**TASK DESCRIPTION:**
Reproduce each line of the material exactly, minus any picture.

**RECORDS SHOWN:**
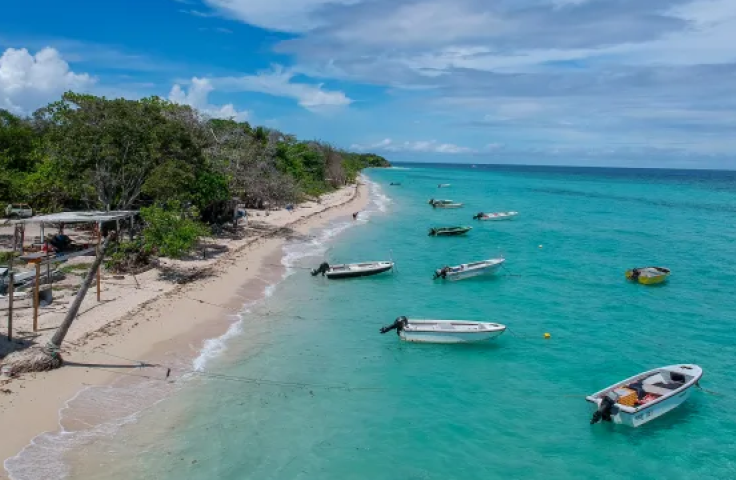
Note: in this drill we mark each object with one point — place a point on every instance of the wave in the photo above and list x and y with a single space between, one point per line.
318 245
103 410
711 207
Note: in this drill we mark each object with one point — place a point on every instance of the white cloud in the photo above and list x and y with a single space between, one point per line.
421 146
197 97
30 81
278 82
283 15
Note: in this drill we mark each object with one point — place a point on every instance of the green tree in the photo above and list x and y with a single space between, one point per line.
170 231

**THE ANSWER:**
Note: in this drill we mark each object with one point — place a point on every instance of the wave in the photo above and list x and y with a single space between, one point per line.
318 245
103 410
711 207
Note: in this drill we mark each object with one point — place a point on every instance of the white cloud in the photo above and list x and y with a single space between, one point per line.
421 146
197 97
30 81
278 82
283 15
Note: in this drill we mark each object with one point — place a point on every instance of the green tree in the photo above and list x and y with a single space between, one point per line.
170 231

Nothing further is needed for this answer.